* **Problem statement**
Can you reproduce the entries below, starting at the line containing "Game engine object recognition — detect brick wall" and ending at the line containing "50, 0, 800, 400", swapping every "captured frame" for "rendered frame" and leaving everything else untouched?

* **Extracted entries**
-- -- --
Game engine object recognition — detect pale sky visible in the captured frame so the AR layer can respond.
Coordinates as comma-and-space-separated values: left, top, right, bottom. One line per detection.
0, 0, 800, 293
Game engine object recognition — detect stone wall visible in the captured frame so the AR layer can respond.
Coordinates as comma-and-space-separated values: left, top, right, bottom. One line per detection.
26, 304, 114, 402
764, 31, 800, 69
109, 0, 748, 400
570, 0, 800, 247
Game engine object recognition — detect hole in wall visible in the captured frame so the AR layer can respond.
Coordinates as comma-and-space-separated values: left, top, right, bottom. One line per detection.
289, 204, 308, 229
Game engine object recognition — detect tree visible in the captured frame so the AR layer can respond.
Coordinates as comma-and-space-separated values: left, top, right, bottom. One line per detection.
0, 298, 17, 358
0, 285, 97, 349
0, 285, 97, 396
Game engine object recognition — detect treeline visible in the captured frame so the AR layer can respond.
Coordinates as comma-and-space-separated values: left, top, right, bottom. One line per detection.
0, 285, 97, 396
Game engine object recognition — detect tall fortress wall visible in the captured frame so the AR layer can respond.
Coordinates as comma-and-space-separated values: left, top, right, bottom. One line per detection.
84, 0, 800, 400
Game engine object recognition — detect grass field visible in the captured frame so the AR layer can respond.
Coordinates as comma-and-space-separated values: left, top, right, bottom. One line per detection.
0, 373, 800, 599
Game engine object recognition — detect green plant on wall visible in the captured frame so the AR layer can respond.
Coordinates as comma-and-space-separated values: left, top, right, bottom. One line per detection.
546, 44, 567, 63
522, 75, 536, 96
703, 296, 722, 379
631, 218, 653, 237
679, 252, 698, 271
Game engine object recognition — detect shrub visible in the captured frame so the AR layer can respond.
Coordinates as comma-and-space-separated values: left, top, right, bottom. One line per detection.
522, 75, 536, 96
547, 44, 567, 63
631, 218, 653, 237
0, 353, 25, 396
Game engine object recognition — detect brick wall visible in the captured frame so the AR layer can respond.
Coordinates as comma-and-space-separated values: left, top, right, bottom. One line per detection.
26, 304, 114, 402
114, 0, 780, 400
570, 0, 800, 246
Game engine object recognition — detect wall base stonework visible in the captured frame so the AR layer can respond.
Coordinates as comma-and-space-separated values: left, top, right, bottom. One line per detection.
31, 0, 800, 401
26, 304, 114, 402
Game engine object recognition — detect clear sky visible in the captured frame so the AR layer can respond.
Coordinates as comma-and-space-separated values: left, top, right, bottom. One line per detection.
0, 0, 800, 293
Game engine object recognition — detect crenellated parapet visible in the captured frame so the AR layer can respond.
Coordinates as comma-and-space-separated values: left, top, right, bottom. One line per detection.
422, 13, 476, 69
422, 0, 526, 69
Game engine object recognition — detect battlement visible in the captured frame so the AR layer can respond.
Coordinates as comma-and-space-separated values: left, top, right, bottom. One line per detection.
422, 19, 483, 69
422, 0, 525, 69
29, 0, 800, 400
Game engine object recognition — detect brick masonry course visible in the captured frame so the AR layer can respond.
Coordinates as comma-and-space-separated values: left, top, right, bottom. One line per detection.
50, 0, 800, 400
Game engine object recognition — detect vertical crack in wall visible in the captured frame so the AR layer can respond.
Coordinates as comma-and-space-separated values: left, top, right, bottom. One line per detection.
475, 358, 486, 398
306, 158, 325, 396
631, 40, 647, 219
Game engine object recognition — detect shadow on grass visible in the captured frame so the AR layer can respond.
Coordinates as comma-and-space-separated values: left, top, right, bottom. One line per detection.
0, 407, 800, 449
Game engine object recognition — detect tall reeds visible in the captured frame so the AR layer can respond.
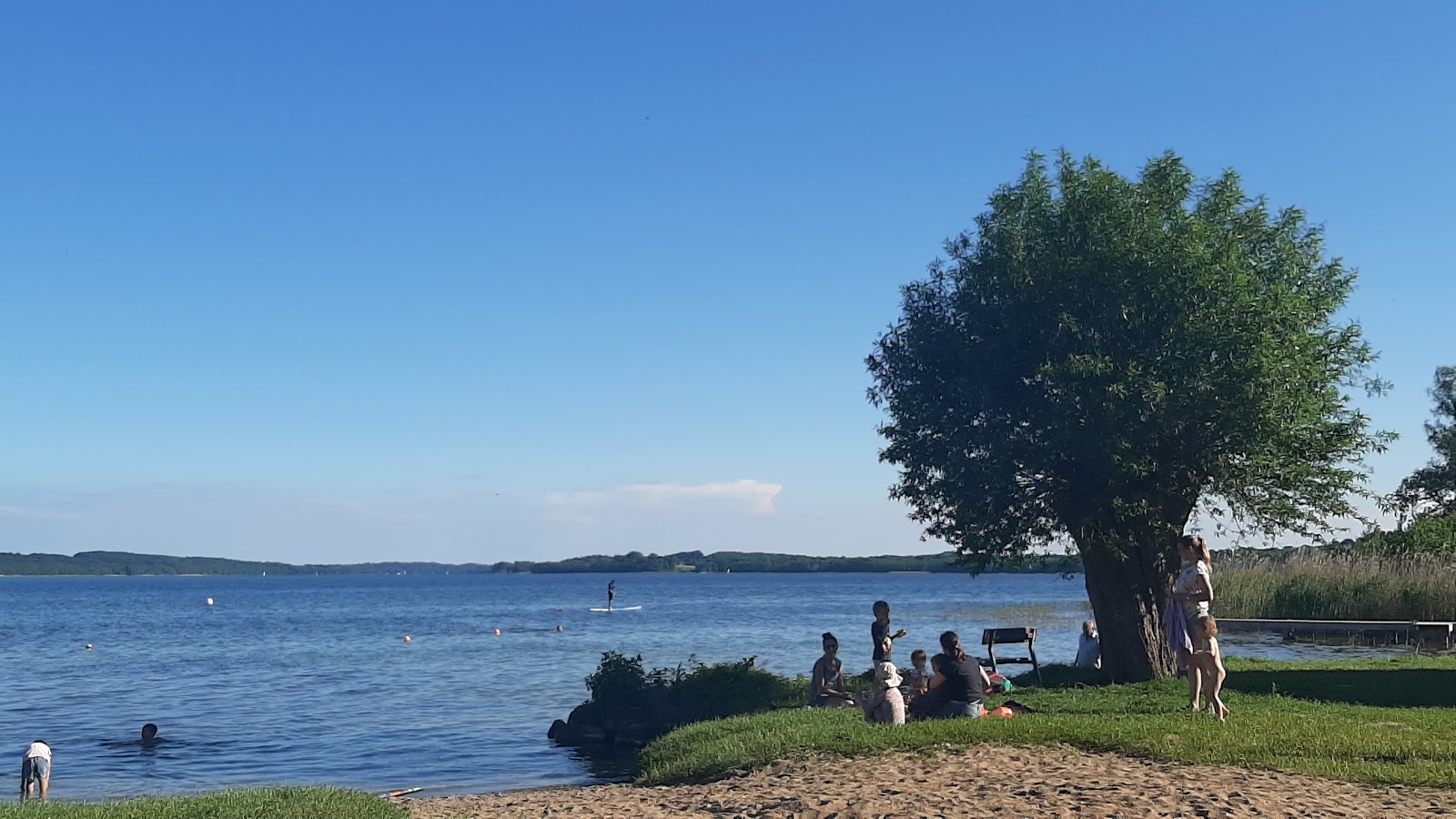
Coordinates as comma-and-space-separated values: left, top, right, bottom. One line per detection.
1213, 550, 1456, 621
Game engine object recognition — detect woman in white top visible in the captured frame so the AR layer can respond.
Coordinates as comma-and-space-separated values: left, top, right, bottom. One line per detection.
20, 739, 51, 802
1172, 535, 1213, 711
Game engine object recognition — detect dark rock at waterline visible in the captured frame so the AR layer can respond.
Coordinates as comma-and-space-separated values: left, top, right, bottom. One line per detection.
612, 726, 667, 749
546, 720, 610, 744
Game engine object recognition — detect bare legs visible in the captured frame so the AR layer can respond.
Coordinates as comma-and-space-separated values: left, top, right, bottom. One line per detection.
1188, 654, 1203, 711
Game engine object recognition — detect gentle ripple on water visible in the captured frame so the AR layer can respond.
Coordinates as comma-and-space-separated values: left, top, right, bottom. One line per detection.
0, 572, 1409, 799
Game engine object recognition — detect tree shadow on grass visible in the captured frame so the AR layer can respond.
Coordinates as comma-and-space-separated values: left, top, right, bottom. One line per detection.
1223, 669, 1456, 708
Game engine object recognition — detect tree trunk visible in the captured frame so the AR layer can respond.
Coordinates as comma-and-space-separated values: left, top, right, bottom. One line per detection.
1077, 532, 1178, 682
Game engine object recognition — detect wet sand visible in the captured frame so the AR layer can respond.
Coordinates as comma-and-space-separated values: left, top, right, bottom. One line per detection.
410, 746, 1456, 819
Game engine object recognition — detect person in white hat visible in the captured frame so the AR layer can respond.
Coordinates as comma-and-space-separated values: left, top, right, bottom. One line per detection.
862, 643, 905, 726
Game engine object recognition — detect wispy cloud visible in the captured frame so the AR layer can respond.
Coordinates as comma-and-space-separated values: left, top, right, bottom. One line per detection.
0, 502, 80, 521
546, 478, 784, 514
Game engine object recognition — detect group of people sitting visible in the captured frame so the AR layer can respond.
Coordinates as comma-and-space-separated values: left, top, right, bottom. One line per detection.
810, 601, 992, 724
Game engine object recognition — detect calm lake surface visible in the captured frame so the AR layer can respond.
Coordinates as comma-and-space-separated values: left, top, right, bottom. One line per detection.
0, 574, 1409, 800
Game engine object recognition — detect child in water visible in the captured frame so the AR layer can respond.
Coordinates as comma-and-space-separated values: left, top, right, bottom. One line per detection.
810, 631, 854, 708
20, 739, 51, 802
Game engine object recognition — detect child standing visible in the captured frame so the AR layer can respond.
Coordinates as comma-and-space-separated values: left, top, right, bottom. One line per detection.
20, 739, 51, 802
869, 601, 905, 663
1189, 615, 1228, 720
908, 649, 935, 696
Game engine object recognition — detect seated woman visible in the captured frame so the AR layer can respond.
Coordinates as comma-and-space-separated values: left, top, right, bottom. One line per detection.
859, 660, 905, 726
810, 631, 854, 708
910, 631, 990, 720
1075, 620, 1102, 669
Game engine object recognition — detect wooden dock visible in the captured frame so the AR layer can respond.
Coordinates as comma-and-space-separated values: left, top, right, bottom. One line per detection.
1218, 616, 1456, 650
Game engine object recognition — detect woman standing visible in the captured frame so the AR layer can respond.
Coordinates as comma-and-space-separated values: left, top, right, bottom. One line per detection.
1172, 535, 1223, 715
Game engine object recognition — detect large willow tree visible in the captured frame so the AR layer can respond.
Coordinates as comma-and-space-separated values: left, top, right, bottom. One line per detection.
866, 153, 1385, 681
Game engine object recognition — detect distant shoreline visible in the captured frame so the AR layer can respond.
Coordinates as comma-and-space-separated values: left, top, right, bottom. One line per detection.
0, 551, 1082, 577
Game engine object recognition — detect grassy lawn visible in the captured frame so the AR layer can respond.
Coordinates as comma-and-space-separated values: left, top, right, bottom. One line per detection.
0, 783, 410, 819
639, 656, 1456, 788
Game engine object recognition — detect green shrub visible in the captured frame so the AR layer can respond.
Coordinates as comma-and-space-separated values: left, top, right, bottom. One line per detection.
0, 787, 410, 819
1213, 550, 1456, 621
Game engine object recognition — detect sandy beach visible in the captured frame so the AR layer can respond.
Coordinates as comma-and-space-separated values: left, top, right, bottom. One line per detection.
410, 746, 1456, 819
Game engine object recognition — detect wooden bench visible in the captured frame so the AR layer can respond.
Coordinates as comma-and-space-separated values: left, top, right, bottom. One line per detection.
981, 628, 1041, 685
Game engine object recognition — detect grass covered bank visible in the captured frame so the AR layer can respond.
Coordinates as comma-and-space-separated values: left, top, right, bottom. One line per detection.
0, 780, 410, 819
638, 657, 1456, 788
1213, 550, 1456, 621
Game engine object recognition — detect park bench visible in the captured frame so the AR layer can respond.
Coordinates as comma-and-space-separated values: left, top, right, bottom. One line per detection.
981, 628, 1041, 685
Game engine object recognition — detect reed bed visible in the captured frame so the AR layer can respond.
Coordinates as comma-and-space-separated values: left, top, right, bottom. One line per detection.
1213, 550, 1456, 621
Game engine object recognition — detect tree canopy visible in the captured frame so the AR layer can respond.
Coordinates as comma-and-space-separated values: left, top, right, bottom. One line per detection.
866, 152, 1385, 679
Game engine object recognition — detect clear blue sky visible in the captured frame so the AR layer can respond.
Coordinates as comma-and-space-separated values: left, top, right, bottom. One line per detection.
0, 0, 1456, 561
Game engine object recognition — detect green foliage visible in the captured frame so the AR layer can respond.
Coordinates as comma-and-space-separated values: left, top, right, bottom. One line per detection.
0, 787, 410, 819
587, 652, 808, 724
638, 657, 1456, 787
1396, 368, 1456, 516
587, 652, 648, 705
1213, 550, 1456, 614
866, 153, 1386, 679
1351, 513, 1456, 555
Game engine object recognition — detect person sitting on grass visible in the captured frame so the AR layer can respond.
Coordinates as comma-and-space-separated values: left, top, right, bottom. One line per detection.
905, 649, 935, 698
861, 662, 905, 726
1188, 615, 1228, 720
810, 631, 854, 708
910, 631, 992, 720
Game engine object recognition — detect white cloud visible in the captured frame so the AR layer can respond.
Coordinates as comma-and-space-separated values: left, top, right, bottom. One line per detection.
546, 478, 784, 514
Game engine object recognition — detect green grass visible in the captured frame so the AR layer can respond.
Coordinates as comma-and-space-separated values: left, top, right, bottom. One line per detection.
639, 657, 1456, 788
1213, 550, 1456, 621
0, 780, 410, 819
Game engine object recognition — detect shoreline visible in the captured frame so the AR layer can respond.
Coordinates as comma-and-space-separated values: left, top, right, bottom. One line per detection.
405, 736, 1456, 819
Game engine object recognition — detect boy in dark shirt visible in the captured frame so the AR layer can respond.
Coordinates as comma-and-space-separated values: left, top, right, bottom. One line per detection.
869, 601, 905, 663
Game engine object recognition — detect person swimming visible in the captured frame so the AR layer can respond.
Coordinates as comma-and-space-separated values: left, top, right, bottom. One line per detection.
141, 723, 166, 748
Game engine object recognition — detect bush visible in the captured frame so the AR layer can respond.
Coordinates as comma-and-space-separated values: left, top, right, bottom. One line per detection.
1213, 550, 1456, 621
582, 652, 808, 729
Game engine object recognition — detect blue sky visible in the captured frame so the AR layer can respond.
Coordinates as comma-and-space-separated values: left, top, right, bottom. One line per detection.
0, 2, 1456, 561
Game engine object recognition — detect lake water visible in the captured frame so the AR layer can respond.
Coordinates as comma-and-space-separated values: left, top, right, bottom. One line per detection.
0, 574, 1409, 799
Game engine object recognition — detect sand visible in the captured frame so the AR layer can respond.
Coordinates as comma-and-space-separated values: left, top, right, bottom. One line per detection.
410, 746, 1456, 819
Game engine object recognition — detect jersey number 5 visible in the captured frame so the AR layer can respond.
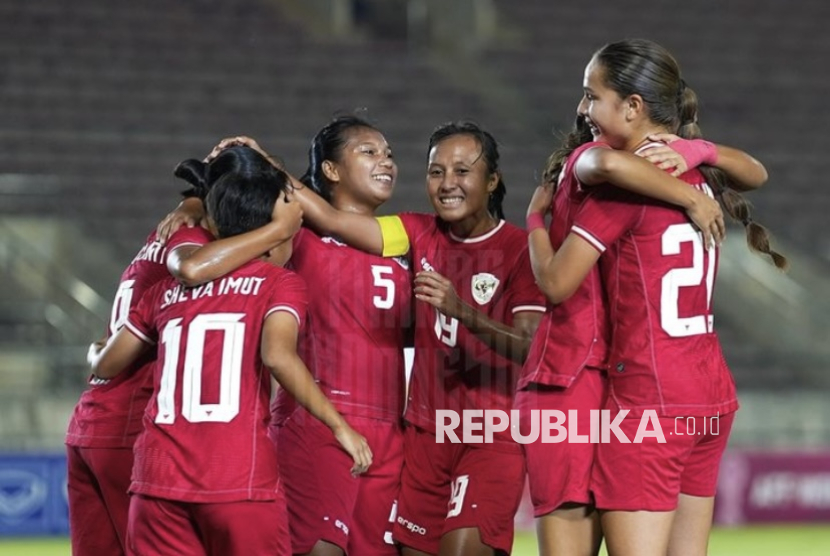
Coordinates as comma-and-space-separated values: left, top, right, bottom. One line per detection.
372, 265, 395, 309
660, 224, 715, 338
156, 313, 245, 425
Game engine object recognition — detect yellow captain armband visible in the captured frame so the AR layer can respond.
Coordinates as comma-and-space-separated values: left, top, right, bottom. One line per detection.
375, 216, 409, 257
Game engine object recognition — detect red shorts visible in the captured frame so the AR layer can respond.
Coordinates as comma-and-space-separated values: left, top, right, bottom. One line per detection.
270, 409, 403, 556
129, 489, 291, 556
591, 413, 735, 512
66, 446, 133, 556
393, 426, 525, 554
514, 368, 608, 517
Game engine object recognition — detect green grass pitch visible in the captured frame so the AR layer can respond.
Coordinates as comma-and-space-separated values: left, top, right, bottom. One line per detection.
0, 524, 830, 556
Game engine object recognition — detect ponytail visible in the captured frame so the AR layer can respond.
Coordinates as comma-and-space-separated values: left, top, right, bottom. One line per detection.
173, 158, 210, 201
677, 83, 789, 269
542, 116, 593, 190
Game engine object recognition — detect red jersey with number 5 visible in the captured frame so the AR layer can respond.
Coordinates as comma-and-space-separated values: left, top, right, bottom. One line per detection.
273, 229, 412, 423
571, 170, 738, 417
126, 261, 307, 503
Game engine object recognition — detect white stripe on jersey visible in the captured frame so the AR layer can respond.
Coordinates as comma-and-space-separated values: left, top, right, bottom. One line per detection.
571, 226, 605, 253
511, 305, 545, 315
124, 321, 156, 345
263, 305, 303, 326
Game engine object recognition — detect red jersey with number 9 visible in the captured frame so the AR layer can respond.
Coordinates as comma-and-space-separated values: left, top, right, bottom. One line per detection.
126, 261, 307, 503
398, 213, 545, 449
571, 170, 738, 417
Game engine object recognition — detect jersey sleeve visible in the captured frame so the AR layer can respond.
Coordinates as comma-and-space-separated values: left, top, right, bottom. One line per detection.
561, 141, 611, 191
265, 271, 308, 328
571, 184, 646, 253
376, 216, 409, 257
165, 226, 214, 254
124, 280, 170, 345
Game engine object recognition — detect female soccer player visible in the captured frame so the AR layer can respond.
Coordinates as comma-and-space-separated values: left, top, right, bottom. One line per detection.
66, 150, 302, 556
528, 41, 784, 555
88, 147, 371, 554
157, 116, 412, 556
228, 123, 544, 555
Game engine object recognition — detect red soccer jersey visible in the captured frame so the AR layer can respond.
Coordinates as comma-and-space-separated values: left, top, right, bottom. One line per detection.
127, 261, 307, 503
399, 213, 544, 443
273, 229, 412, 422
66, 232, 169, 448
519, 142, 610, 388
572, 170, 738, 417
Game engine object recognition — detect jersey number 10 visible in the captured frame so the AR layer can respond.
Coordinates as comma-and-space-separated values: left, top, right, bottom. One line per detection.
156, 313, 245, 425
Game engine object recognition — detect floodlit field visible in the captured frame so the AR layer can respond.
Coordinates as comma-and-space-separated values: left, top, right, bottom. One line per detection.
0, 524, 830, 556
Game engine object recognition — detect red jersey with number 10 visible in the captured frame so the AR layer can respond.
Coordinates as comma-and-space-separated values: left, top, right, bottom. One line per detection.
126, 261, 307, 503
572, 170, 738, 417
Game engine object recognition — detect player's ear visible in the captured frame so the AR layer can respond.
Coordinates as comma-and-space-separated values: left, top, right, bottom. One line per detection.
322, 160, 340, 183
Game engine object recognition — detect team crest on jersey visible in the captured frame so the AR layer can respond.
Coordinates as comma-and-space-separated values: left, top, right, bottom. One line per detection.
473, 272, 499, 305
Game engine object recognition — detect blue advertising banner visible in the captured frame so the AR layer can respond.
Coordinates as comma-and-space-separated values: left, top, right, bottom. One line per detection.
0, 454, 69, 536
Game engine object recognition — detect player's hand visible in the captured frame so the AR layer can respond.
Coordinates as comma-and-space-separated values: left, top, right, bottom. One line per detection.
414, 270, 464, 318
334, 423, 372, 477
271, 192, 303, 240
636, 133, 690, 177
527, 183, 553, 216
156, 197, 205, 243
686, 190, 726, 248
86, 339, 107, 367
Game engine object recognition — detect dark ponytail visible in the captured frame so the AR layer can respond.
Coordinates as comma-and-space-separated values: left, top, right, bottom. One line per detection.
677, 86, 789, 269
173, 158, 208, 201
594, 39, 787, 268
427, 121, 507, 220
542, 116, 594, 190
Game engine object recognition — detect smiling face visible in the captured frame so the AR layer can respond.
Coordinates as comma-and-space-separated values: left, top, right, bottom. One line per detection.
427, 134, 499, 236
576, 58, 631, 149
323, 127, 398, 210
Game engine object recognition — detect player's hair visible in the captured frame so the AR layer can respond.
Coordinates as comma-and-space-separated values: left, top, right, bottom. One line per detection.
427, 121, 507, 220
300, 115, 379, 202
542, 115, 593, 187
177, 146, 291, 237
594, 39, 787, 268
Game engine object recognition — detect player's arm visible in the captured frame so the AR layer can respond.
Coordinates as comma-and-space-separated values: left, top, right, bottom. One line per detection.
528, 224, 600, 304
574, 147, 726, 245
527, 182, 600, 304
262, 310, 372, 473
167, 194, 303, 287
414, 271, 542, 363
87, 326, 151, 379
639, 133, 769, 191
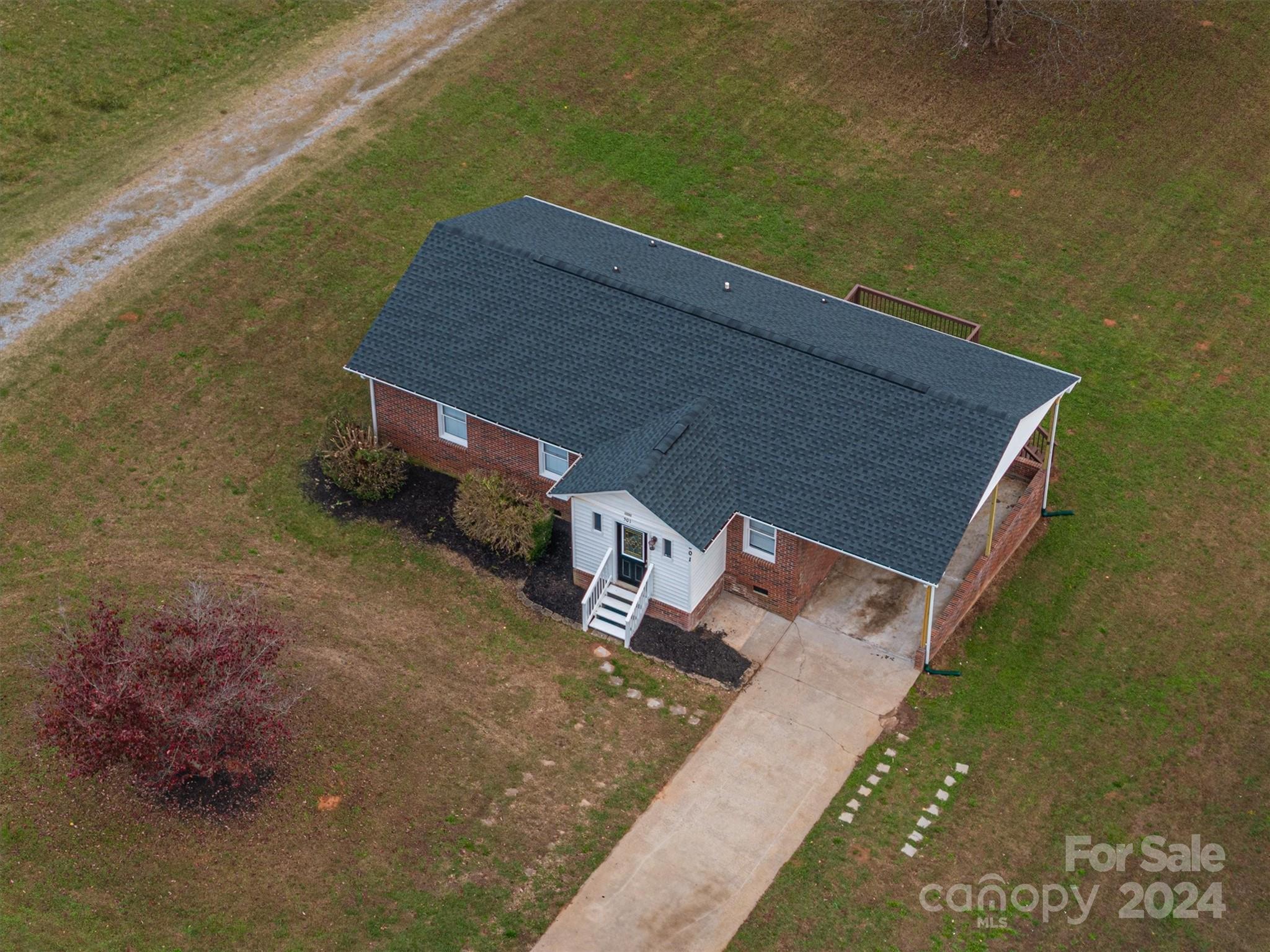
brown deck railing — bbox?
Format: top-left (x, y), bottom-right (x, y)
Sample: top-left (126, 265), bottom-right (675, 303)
top-left (1018, 427), bottom-right (1049, 466)
top-left (846, 284), bottom-right (979, 343)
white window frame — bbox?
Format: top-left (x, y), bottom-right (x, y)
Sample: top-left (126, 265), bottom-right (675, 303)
top-left (744, 515), bottom-right (779, 563)
top-left (437, 404), bottom-right (468, 447)
top-left (538, 439), bottom-right (569, 483)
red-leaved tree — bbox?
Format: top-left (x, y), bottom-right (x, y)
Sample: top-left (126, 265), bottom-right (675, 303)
top-left (37, 582), bottom-right (295, 791)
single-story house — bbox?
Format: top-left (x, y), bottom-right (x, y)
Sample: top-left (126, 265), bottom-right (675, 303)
top-left (345, 197), bottom-right (1080, 662)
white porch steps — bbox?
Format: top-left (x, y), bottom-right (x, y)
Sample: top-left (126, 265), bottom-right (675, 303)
top-left (590, 585), bottom-right (635, 641)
-- -- --
* **In response**
Game engine object recognition — detect brick wall visible in the rendered frame so the AR layer can respond.
Coordinates as comma-and-space-separated values: left, top, right, bottom. One line per detection.
26, 304, 114, 402
114, 0, 780, 400
570, 0, 800, 246
Game engine object recognition — detect wall base stonework visible in the rendered frame so the AR layer can respond.
Coordinates as comma-and-space-separated values: left, top, right, bottom. One line per detection.
31, 0, 800, 401
26, 304, 114, 402
Game engine object recognition — detect clear sky visible in the rendered frame so the AR layer can respond.
Coordinates as comma-and-space-separated values: left, top, right, bottom. One line per detection.
0, 0, 800, 293
Game engine object recognition — detect crenellated parapet visible in the rendered frame so the AR layer can respond.
Coordinates as comma-and-space-separated values: left, top, right, bottom. One line per detection.
422, 13, 476, 69
422, 0, 526, 69
Game engine object recognition — detect battlement visible in the rendered frame so the AR layer can respond.
Coordinates as comma-and-space-separated values: left, top, right, bottom. One line per detection.
422, 19, 483, 69
422, 0, 525, 69
29, 0, 800, 400
Game engine object recognition — detect brick masonry course visible in the rendered frame so the AR layer can respond.
Coordinates as comma-and-space-separated values: left, top, right, bottom. One line per detection.
50, 0, 800, 400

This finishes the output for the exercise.